Selected excerpt
★ ★ ★ ★ ★

What Moves Interest Rates?

Quiz!

What are reasons for the Fed to lower interest rates? (There may be multiple correct answers.)

  1. A decline in Inflation.
  2. A mild recession in the US.
  3. Core PCE Inflation reaches the 2% goal.
  4. A slight increase in unemployment.
  5. A severe recession in the US.
  6. Very high unemployment.

What Moves Interest Rates?

For a long time, some experts predicted a decline in interest rates. How could they be so wrong for so long? What really drives the Fed’s decisions?

Topic

Expectation

Reality

What are normal interest rates?

Very low, after 0% for years

Closer to the current 5.5%

What inflation is needed?

Declining inflation

An absolute level of 2%

What is the target inflation?

Higher than 2%, maybe 3%

2%

How does inflation change?

Linearly

The decline typically slows down as it approaches 2%

How are employment & inflation balanced?

Employment isn’t a big factor.

As long as inflation isn’t very high, we deserve low interest rates.

With unemployment so low, the main goal is to lower inflation

What are the Fed’s biases?

They want low interest rates

They don’t want to repeat the 1970’s where prematurely lowered rates let inflation spike again

What is good?

Low interest rates

Maximum employment with 2% inflation

Explanations: It seems that some people are driven by wishful thinking more than reality. Investors used the extremely low interest rates of the 2010s to justify extreme large US stock valuations, and they are eager to see interest rates go down. They hope to see very low interest rates as both the norm and the target. The Fed thinks very differently. They have two goals in mind (based on their job description): maximum employment and 2% inflation. With the employment goal in place, their focus is on getting inflation down. They saw inflation spike out of control in the 1970’s, and they are trying to avoid a repeat. The Fed said clearly that they will go as far as needed to reach their inflation goal.

★ ★ ★ ★ ★

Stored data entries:
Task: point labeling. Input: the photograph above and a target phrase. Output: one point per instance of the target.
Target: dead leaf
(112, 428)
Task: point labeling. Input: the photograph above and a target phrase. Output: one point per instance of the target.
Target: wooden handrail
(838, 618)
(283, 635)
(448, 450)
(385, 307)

★ ★ ★ ★ ★

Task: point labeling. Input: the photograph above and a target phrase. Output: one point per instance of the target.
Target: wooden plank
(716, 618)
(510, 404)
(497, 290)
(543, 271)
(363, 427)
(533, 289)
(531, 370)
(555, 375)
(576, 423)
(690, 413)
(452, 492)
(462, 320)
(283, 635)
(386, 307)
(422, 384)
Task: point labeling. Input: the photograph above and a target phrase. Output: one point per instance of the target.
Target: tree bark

★ ★ ★ ★ ★

What you need to do
A. What two goals does the Fed have in mind, according to the interest rates page?
B. For each statement, say yes or no to whether it agrees with the interest rates page, and quote the words that decide it. (i) The Fed is trying to avoid a repeat of what happened to inflation in the 1970s. (ii) Investors are eager to see interest rates go up. (iii) The Fed said it will go as far as needed to reach its inflation goal.
C. Quote the interest rates page from the words "How does inflation" up to and including the words "a big factor.".

Full solutions
A. Maximum employment and 2% inflation.

B.
(i) Yes: "They saw inflation spike out of control in the 1970’s, and they are trying to avoid a repeat."
(ii) No: "they are eager to see interest rates go down."
(iii) Yes: "The Fed said clearly that they will go as far as needed to reach their inflation goal."

C.
How does inflation change?

Linearly

The decline typically slows down as it approaches 2%

How are employment & inflation balanced?

Employment isn’t a big factor.